• _Collected data_
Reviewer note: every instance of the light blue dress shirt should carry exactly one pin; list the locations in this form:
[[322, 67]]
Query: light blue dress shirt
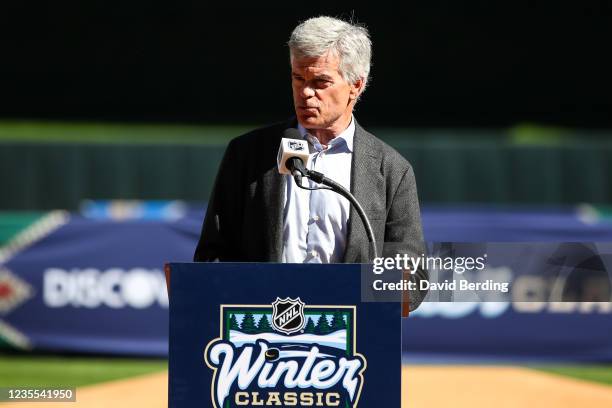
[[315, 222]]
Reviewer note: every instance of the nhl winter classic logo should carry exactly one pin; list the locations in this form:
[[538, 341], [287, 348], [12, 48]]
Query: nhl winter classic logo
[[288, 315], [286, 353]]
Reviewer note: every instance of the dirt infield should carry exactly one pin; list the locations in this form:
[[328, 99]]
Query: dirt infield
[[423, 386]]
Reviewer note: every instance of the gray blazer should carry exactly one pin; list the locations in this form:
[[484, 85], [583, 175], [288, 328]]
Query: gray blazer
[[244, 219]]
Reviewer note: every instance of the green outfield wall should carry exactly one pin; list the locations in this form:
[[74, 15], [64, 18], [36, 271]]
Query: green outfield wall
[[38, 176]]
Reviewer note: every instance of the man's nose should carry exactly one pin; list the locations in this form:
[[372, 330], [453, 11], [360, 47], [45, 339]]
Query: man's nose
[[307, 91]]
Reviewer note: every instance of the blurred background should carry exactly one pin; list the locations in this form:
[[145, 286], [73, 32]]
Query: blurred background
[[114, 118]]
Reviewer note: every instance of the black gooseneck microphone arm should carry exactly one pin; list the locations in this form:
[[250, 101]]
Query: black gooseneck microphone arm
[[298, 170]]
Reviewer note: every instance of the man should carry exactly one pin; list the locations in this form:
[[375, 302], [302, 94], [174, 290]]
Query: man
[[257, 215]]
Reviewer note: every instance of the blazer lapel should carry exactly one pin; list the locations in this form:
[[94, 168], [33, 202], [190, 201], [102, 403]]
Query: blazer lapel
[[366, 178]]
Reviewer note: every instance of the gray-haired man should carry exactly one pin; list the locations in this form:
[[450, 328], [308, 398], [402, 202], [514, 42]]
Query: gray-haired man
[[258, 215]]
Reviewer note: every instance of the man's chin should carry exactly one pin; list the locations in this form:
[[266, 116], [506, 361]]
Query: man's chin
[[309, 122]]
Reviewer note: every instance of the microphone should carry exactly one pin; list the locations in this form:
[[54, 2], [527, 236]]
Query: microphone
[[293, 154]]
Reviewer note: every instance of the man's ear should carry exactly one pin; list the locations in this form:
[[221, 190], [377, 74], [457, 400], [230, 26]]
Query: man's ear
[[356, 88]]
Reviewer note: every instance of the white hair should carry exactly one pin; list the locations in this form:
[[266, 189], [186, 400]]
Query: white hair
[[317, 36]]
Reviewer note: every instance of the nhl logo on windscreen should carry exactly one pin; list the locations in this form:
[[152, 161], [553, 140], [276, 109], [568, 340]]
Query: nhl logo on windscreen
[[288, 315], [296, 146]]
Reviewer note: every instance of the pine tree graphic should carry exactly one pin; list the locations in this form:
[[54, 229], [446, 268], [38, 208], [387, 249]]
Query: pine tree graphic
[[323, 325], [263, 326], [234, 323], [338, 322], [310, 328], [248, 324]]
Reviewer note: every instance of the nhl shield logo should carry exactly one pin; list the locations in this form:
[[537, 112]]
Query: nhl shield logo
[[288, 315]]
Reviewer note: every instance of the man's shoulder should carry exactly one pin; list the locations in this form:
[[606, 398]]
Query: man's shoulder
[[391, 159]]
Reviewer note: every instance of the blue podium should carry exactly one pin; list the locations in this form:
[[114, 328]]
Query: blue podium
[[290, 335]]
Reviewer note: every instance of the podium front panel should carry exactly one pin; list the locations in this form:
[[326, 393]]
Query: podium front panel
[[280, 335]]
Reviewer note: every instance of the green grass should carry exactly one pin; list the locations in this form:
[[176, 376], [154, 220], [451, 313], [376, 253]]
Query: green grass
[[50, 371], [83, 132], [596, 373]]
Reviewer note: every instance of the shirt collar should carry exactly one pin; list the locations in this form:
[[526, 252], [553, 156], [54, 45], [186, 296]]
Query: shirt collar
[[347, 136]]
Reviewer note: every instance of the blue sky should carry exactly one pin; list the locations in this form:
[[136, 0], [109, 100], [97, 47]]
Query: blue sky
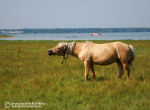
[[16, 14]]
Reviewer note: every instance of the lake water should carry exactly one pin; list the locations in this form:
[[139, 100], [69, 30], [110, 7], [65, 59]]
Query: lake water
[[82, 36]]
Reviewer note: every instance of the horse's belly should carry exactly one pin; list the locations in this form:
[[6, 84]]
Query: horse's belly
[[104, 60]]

• _Work to complete_
Please give an exact copy of the lines above, beginning with the line containing "Query: dirt infield" and running through the line containing "Reviewer note: every instance of the gray-haired", and of no other lines.

• _Reply_
Query: dirt infield
[[423, 386]]
Reviewer note: every instance of the gray blazer should carry exactly one pin; list the locations in this form:
[[484, 85], [583, 175], [288, 328]]
Query: gray blazer
[[244, 219]]
Reviewer note: every instance of the green outfield wall should carry exactly one pin; list the locations in this form:
[[74, 15], [64, 18], [36, 271]]
Query: green outfield wall
[[38, 176]]
Reviewer note: every instance of the man's nose should carry exactly one pin; list the locations in this form:
[[372, 330], [453, 11], [360, 47], [45, 339]]
Query: man's nose
[[307, 91]]
Reviewer note: every instance of the blurred background should carry exactly one pin; list the locations in this form:
[[145, 286], [73, 32]]
Query: blurred background
[[114, 118]]
Reviewer note: every instance of the black gooseneck microphone arm should carry exactly one pin; list the locations in this form:
[[250, 101]]
Query: black gooseneck microphone arm
[[298, 170]]
Reviewer note: every instance of the man should carry exactly one pin; list the locations in this form:
[[375, 302], [302, 94], [174, 290]]
Query: man
[[257, 215]]
Reviewer note: every instance of the blazer lapel should carry exactly one pin; list the locations in this form:
[[94, 168], [33, 202], [190, 201], [102, 403]]
Query: blazer lapel
[[366, 178]]
Reviewer note: every instance of the gray-haired man should carry exactly one pin; list the locations in this form:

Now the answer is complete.